#### [Given passage]
Segment Open

She highlighted “the axis of genocide”, which includes Israel, United States and some European States that are pushing for its continuation, supporting it or funding it, and denounced the international community’s failure to speak in one voice. She drew attention to the cases of Israeli soldiers uploading the evidence of their crimes on social media, adding that no one has been prosecuted for these crimes. “Imagine what it is like to live in a society where this is considered to be okay,” she added.
In the ensuing discussion, delegates voiced profound frustration over the worsening of the war in Gaza and reiterated the call for immediate ceasefire, accountability and a long-term resolution to the Palestinian question. While some delegates called for a stop to the “collective murder” of Palestinians and for their support without hypocrisy and double standards, others underscored the importance of adherence to international law, including UN resolutions and opinions of the International Court of Justice. They also expressed solidarity with all UN entities and mechanisms that are working on Palestine-related issues, and urged for allocation of sufficient resources to buttress their mandates.
The representative of Malta took the floor to counter the assertion that the Security Council has not saved a single life. She emphasized that during her country’s term on the Council, it worked on four resolutions, one of which facilitated a seven-day pause that resulted in “lives being saved”. Expressing regret that this pause did not lead to a ceasefire, she underscored that the only effective way to resolve the conflict is through diplomacy. A speaker from the Boycott, Divestment, Sanctions movement highlighted the complicity of third States, institutions and corporations, adding that funding, trading and investing in Israel is tantamount to normalizing genocide.

Segment Closed

#### [Task instructions]
a: In the meeting summary, how long was the pause that one of Malta's Security Council resolutions facilitated?
b: Retype the meeting summary, starting with "The representative of" and going on through "to normalizing genocide.".
c: Render this sentence from the meeting summary in Spanish: "In the ensuing discussion, delegates voiced profound frustration over the worsening of the war in Gaza and reiterated the call for immediate ceasefire, accountability and a long-term resolution to the Palestinian question."
The entries that come next are separate material, unconnected to the meeting summary.

#### [Provided material]
Segment Open

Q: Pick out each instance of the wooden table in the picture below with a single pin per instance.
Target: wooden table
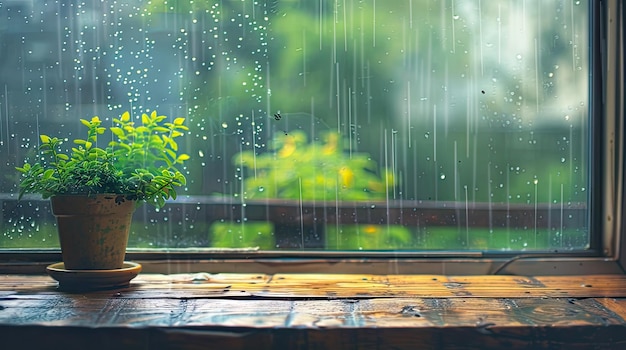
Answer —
(318, 311)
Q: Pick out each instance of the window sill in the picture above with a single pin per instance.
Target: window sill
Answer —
(311, 311)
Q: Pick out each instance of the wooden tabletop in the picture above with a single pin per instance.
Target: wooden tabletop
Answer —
(318, 311)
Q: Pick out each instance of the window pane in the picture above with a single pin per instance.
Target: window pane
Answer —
(339, 125)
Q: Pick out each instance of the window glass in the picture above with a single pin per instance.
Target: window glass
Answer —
(336, 125)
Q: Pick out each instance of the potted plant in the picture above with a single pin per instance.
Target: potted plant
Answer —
(94, 188)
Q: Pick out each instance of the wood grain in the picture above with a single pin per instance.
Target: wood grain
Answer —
(318, 311)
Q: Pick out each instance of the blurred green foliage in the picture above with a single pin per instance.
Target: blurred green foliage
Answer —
(296, 169)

Segment Closed

#### [Responses by task]
a: Seven days.

b:
The representative of Malta took the floor to counter the assertion that the Security Council has not saved a single life. She emphasized that during her country’s term on the Council, it worked on four resolutions, one of which facilitated a seven-day pause that resulted in “lives being saved”. Expressing regret that this pause did not lead to a ceasefire, she underscored that the only effective way to resolve the conflict is through diplomacy. A speaker from the Boycott, Divestment, Sanctions movement highlighted the complicity of third States, institutions and corporations, adding that funding, trading and investing in Israel is tantamount to normalizing genocide.

c: En el debate que siguió, los delegados expresaron una profunda frustración por el agravamiento de la guerra en Gaza y reiteraron el llamamiento a un alto el fuego inmediato, a la rendición de cuentas y a una solución a largo plazo de la cuestión palestina.